Supplied text |
-1

I have this code and i want to extract github user info with github api and insert all the info into a mysql table but this inserting into mysql is taking so long nearly 30-40 minutes for a single user for data and that also only for info regarding repo i want so want to add info about commit that may take a day please suggest me what should i do to increase the speed of the code and insertion in table the code is big so sorry for that but i want to show the whole code so i could get suggestions regarding overall code.

connection = mysql.connector.connect(host='host',
                             user='root',
                             password='pas',
                             database='db',)

cursor = connection.cursor()

#user name--------------------------------------------------------------------------
username = 'waldekmastykarz'
#-----------------------------------------------------------------------------------
token = os.getenv('GITHUB_TOKEN', '-----------githubtoken---------')
params = {}
headers = {'Authorization': f'token {token}'}
data = requests.get('https://api.github.com/users/' +
                    username, headers=headers, params=params)
data = data.json()


#initial details ----------------------------------------------------------------
initial_details = {}
initial_details['username'] = username
initial_details['name'] = data['name']
initial_details['email'] = data['email']
initial_details['id'] = data['id']
initial_details['location'] = data['location']
initial_details['followers'] = data['followers']
initial_details['following'] = data['following']


#total details------------------------------------------------------------------
Total_commits_of_user = 0
total_repos = 0
total_stars = 0


#total repos -------------------------------------------------------------------
url = data['repos_url']
page_no = 1
repos_data = []
while (True):
    response = requests.get(url, headers=headers, params={"per_page": 100})
    response = response.json()
    repos_data = repos_data + response
    total_repos = len(response)+total_repos
    repos_fetched = len(response)
    if (repos_fetched == 100):
        page_no = page_no + 1
        url = data['repos_url'] + '?page=' + str(page_no)
    else:
        break

print(total_repos)

#get all repos info ---------------------------------------------------------------
all_repo_data = {}
for i, repo in enumerate(repos_data):
    all_repo_data[(repo['name'])] = {}
    all_repo_data[(repo['name'])]['name'] = (repo['name'])

Entries shown |

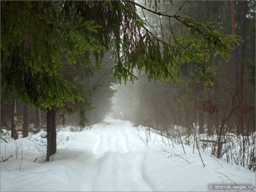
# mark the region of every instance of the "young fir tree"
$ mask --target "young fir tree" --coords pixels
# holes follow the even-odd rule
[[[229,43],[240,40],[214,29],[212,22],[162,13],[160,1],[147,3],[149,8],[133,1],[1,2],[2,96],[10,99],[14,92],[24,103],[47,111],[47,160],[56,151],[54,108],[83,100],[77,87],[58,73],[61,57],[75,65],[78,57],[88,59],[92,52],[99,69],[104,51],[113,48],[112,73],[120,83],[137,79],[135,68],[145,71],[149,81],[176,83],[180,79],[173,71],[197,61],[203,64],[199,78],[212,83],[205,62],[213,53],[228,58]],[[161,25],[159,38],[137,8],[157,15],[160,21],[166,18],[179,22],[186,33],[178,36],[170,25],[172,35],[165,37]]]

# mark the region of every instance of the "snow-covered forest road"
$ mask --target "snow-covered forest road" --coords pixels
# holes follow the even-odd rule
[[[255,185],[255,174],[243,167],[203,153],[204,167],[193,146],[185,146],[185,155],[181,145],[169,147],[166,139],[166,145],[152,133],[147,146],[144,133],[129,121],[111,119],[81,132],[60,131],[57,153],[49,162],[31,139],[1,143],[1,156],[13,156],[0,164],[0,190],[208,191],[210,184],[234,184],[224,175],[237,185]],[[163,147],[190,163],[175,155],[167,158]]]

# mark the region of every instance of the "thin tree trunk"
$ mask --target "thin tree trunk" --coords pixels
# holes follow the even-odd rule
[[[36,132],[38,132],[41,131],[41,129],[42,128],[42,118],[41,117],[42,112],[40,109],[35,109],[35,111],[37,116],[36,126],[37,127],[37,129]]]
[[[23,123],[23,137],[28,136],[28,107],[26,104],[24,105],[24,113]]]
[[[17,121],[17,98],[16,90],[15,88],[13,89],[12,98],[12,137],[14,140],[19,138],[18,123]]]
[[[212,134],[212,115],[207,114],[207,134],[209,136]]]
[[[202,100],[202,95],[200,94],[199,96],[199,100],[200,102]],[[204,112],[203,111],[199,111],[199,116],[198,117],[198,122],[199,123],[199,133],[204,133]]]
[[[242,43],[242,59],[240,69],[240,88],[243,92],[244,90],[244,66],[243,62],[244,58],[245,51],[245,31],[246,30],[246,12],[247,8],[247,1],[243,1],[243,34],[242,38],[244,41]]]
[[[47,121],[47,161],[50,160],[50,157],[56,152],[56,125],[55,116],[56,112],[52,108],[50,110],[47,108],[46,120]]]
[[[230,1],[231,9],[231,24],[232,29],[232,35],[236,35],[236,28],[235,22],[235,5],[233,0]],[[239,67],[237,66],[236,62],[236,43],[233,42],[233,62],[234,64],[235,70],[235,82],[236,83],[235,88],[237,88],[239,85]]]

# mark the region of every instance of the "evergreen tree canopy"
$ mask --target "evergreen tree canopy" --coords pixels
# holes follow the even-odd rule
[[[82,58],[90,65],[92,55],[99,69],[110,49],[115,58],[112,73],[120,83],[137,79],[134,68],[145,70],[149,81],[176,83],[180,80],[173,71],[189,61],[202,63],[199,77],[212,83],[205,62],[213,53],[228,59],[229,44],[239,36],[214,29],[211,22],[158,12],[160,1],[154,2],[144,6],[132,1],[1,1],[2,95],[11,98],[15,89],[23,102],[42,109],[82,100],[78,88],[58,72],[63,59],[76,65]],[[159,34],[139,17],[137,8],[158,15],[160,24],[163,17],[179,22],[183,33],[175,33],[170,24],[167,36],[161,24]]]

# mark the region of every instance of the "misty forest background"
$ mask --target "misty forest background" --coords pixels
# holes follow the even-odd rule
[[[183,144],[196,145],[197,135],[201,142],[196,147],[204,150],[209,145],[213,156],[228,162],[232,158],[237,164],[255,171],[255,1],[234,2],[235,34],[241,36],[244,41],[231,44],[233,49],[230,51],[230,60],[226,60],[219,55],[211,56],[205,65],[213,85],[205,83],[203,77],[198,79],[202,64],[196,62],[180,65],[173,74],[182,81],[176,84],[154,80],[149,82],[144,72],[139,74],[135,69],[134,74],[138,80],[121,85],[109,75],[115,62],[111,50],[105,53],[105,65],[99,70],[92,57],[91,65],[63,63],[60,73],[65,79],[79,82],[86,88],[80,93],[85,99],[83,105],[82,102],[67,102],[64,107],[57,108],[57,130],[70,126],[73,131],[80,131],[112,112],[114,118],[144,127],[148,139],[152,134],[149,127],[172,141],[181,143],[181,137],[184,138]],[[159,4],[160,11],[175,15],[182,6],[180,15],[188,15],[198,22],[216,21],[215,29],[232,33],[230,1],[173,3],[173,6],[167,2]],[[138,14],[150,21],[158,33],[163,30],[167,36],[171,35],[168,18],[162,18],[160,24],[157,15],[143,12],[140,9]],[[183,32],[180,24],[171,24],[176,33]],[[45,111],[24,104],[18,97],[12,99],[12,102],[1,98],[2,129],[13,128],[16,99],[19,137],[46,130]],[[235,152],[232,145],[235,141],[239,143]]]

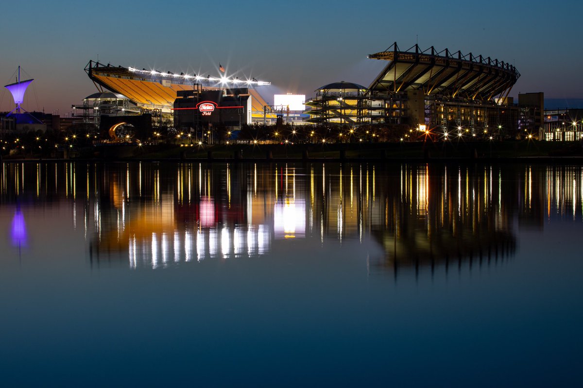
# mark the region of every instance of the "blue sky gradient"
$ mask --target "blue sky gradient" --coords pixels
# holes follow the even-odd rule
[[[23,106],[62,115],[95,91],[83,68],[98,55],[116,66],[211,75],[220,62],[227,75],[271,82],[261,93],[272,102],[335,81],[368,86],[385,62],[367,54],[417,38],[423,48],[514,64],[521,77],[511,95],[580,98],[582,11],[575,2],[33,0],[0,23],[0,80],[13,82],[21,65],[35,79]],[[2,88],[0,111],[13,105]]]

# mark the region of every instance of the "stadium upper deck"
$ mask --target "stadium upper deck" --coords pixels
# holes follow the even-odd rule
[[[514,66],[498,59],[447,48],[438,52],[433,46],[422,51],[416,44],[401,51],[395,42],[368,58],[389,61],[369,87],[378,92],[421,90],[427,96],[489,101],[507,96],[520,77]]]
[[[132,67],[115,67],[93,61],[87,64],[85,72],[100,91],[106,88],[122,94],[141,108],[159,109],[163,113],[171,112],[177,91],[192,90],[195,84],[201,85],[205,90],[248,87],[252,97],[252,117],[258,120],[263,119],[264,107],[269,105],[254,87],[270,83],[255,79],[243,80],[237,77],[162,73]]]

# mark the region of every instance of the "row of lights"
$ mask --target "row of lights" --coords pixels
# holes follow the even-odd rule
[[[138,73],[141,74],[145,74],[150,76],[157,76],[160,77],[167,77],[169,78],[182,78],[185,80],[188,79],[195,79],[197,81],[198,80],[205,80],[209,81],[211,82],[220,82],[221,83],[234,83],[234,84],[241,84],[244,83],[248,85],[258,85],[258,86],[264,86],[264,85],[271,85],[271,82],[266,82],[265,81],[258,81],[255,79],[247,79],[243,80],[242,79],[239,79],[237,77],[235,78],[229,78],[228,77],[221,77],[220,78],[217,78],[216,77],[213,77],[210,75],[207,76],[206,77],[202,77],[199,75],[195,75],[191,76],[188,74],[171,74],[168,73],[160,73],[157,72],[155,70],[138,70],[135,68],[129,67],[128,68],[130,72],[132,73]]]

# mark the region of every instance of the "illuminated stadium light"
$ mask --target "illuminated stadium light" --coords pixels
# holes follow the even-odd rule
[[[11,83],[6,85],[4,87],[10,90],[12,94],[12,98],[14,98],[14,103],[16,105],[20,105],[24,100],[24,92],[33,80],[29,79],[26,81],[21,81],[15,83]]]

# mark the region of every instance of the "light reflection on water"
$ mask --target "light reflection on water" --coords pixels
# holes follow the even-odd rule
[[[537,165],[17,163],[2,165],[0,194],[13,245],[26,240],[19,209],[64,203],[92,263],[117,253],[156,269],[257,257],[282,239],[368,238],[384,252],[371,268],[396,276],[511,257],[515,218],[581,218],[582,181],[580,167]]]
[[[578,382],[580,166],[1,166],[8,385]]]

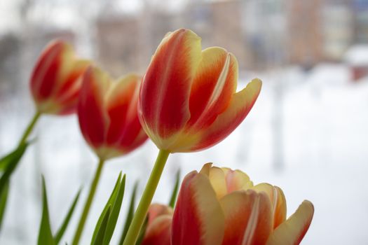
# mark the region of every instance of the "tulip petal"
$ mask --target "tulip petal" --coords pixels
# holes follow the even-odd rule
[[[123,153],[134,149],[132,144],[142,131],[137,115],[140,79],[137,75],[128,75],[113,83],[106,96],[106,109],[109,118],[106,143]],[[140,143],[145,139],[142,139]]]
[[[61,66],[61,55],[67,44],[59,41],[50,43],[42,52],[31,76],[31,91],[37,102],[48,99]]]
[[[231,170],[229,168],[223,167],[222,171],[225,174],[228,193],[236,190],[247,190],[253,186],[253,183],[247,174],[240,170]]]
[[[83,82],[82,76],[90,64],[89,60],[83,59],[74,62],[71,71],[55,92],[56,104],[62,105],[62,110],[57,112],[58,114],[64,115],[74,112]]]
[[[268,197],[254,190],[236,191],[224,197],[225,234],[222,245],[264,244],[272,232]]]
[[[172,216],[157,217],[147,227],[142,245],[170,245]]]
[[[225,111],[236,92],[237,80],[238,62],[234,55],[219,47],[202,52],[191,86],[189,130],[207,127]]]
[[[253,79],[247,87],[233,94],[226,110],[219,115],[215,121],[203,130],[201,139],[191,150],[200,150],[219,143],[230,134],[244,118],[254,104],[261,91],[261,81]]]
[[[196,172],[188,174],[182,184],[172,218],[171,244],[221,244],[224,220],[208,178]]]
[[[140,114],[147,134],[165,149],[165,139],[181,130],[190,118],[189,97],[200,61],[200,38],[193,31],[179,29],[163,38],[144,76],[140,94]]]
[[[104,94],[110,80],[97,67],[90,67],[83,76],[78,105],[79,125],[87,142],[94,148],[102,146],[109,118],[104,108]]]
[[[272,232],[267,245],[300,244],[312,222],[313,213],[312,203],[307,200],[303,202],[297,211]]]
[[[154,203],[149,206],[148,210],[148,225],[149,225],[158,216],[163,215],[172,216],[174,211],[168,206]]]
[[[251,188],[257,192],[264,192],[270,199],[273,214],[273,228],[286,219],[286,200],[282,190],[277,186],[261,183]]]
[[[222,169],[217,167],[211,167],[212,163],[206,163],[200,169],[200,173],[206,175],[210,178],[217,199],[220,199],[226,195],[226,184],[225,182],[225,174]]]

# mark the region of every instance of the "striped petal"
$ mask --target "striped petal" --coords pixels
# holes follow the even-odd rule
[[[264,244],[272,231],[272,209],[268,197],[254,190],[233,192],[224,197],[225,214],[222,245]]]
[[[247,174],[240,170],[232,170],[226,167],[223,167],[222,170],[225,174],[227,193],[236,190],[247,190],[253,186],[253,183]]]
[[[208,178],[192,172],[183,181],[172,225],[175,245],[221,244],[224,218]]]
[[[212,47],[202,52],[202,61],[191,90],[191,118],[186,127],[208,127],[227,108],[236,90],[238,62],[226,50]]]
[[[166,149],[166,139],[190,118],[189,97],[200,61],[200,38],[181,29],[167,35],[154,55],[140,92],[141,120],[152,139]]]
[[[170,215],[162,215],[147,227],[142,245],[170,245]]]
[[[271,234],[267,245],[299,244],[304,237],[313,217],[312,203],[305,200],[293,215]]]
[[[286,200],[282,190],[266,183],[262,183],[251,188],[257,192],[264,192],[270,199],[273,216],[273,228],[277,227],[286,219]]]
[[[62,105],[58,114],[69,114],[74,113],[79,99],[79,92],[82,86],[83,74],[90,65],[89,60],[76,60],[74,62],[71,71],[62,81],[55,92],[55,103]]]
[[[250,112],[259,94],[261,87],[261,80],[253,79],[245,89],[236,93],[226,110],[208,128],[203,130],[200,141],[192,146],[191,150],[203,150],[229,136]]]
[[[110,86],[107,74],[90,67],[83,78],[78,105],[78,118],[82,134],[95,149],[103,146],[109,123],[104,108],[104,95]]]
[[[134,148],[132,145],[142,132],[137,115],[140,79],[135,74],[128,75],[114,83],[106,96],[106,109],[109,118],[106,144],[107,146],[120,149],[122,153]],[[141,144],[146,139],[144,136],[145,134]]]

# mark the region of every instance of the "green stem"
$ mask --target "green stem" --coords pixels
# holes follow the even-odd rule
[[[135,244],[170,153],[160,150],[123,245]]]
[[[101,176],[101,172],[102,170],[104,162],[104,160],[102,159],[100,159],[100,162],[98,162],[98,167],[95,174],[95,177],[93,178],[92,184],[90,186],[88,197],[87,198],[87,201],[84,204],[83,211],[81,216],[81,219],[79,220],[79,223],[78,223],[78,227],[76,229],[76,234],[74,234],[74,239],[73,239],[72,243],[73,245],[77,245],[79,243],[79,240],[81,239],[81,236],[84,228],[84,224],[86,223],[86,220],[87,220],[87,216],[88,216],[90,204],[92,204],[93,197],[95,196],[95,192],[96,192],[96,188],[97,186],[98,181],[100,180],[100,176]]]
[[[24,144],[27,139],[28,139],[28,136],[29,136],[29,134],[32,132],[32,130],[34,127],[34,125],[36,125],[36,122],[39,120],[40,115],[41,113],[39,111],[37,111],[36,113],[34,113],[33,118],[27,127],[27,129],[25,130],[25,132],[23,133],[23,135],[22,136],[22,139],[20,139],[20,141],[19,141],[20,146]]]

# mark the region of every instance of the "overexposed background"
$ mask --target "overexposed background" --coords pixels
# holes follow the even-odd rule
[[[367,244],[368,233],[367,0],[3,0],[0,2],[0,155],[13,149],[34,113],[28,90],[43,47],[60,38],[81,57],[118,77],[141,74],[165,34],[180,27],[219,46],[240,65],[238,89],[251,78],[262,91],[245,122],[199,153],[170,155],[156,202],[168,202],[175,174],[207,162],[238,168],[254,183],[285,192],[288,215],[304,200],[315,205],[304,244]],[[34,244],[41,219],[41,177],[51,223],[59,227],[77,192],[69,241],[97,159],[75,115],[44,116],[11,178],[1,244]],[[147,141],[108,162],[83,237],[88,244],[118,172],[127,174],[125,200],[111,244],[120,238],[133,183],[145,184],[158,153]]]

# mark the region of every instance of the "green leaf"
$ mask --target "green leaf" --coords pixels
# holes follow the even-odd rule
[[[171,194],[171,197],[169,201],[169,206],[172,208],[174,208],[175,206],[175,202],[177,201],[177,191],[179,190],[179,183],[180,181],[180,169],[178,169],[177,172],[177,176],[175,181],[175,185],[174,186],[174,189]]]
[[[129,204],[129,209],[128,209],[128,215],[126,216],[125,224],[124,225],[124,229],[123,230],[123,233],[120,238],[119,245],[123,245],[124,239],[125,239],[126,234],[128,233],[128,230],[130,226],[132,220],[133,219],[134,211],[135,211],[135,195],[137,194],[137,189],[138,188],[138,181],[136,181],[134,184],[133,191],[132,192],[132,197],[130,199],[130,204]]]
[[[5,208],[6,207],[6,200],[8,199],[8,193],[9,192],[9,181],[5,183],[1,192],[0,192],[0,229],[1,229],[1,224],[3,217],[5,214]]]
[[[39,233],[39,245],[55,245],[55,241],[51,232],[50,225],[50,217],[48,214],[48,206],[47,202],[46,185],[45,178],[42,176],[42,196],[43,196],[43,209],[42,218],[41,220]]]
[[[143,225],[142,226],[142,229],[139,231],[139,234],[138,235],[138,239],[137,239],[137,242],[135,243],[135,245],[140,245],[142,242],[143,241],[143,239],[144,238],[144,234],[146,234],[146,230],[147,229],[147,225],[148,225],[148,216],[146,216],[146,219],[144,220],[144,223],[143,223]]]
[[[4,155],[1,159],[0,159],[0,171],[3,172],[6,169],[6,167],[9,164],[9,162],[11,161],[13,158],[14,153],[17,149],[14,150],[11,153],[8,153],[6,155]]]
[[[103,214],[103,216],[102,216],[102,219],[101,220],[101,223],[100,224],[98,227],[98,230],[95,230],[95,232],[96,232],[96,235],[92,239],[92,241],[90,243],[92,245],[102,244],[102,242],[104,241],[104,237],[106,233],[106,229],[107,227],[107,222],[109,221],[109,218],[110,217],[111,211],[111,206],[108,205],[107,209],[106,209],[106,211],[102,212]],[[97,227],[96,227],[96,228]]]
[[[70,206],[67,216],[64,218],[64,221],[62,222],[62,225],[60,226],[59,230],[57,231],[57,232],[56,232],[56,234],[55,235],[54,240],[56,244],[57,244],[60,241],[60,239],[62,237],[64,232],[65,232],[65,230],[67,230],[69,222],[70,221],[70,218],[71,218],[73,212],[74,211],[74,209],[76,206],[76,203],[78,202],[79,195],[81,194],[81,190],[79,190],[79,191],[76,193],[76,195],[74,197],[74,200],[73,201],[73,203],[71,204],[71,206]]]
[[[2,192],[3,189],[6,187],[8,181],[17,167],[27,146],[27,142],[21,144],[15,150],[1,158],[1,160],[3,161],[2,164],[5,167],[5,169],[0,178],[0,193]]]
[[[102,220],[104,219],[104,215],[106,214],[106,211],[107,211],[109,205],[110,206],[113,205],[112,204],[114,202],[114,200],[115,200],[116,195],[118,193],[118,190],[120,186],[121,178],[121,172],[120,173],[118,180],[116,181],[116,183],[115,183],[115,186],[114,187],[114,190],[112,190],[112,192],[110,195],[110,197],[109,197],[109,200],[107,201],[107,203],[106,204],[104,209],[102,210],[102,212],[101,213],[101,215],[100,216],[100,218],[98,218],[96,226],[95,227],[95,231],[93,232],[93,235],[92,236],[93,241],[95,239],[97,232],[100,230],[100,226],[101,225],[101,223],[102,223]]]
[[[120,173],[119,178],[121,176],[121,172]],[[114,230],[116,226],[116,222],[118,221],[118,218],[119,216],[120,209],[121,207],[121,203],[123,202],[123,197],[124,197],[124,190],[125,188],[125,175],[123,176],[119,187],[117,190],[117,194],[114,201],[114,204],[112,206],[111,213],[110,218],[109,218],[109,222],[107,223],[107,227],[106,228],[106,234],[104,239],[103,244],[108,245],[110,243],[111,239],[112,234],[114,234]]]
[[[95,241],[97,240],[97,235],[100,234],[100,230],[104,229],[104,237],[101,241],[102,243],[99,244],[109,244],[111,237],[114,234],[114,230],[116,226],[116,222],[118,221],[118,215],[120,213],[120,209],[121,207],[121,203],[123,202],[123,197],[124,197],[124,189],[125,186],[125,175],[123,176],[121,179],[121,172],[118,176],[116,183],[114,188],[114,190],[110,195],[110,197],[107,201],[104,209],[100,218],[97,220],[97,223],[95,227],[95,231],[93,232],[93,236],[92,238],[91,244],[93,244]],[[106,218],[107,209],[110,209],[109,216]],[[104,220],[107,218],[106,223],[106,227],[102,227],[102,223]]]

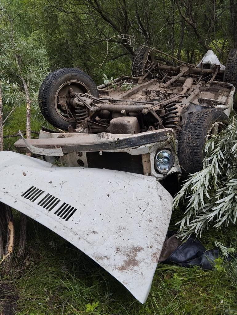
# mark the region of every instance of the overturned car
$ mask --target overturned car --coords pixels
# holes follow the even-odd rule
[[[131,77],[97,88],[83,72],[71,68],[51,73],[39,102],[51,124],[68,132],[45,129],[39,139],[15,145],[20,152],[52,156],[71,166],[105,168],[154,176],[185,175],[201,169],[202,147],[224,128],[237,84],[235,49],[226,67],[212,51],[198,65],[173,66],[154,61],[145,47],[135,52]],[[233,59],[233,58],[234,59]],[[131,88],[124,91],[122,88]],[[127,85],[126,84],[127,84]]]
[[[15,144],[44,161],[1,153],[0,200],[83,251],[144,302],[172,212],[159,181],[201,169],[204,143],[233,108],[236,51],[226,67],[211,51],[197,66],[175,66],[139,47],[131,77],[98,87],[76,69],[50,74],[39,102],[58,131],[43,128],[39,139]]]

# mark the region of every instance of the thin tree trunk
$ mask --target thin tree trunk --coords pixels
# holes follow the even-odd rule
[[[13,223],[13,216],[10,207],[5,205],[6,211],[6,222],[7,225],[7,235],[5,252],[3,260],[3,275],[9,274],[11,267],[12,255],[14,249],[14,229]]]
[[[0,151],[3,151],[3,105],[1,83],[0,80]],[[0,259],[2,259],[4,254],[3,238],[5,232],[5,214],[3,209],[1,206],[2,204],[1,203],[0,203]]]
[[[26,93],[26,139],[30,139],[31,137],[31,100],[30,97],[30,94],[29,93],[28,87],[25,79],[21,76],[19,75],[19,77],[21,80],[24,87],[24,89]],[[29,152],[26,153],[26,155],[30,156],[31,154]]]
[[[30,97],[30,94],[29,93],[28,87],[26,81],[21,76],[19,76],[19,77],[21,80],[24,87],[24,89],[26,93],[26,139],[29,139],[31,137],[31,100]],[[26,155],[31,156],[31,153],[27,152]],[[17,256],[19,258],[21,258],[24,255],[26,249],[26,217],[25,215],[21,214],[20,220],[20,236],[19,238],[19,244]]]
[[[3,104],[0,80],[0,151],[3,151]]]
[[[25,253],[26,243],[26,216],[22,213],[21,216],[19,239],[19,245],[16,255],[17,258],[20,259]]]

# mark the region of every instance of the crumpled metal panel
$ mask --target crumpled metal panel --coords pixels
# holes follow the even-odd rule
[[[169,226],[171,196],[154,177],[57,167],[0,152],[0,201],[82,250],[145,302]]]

The tasks |
A) Rewrite the GitHub user-data post, beginning at the words "print(total_repos)" and stopping after "all_repo_data[(repo['name'])]['name'] = (repo['name'])", with "repo_info" in place of "all_repo_data".
B) Write the next part of the GitHub user-data post, picking up after its last line.

Responses by task |
A)
print(total_repos)

#get all repos info ---------------------------------------------------------------
repo_info = {}
for i, repo in enumerate(repos_data):
    repo_info[(repo['name'])] = {}
    repo_info[(repo['name'])]['name'] = (repo['name'])

B)
    all_repo_data[(repo['name'])]['id'] = (repo['id'])
    all_repo_data[(repo['name'])]['description'] = repo['description']
    all_repo_data[(repo['name'])]['created_at'] = repo['created_at']
    all_repo_data[(repo['name'])]['updated_at'] = repo['updated_at']
    all_repo_data[(repo['name'])]['owner'] = repo['owner']['login']
    all_repo_data[(repo['name'])]['stars'] = repo['stargazers_count']
    all_repo_data[(repo['name'])]['url'] = repo['url']
    all_repo_data[(repo['name'])
                  ]['commits_url'] = repo['commits_url'].split("{")[0]
    all_repo_data[(repo['name'])]['languages'] = (repo['url'] + '/languages')
    all_repo_data[(repo['name'])]['contributors'] = repo['contributors_url']

    #total stars---------------------------------------------------------------------------------------
    total_stars = all_repo_data[(repo['name'])]['stars']+total_stars

    #corect format for date time ----------------------------------------------------------------------
    d1 = datetime.datetime.strptime(
        all_repo_data[(repo['name'])]['updated_at'], "%Y-%m-%dT%H:%M:%SZ")
    d2 = datetime.datetime.strptime(
        all_repo_data[(repo['name'])]['created_at'], "%Y-%m-%dT%H:%M:%SZ")
    new_format = "%Y-%m-%d"
    d1.strftime(new_format)
    d2.strftime(new_format)
    d1.date()
    d2.date()
    all_repo_data[(repo['name'])]['created_at'] = d2
    all_repo_data[(repo['name'])]['updated_at'] = d1


#total commits----------------------------------------------------------------------------------------------
    total_commit = 0
    url = all_repo_data[(repo['name'])]['commits_url']
    page_no = 1
    while (True):
        response = requests.get(url, headers=headers, params={"per_page": 100})
        response = response.json()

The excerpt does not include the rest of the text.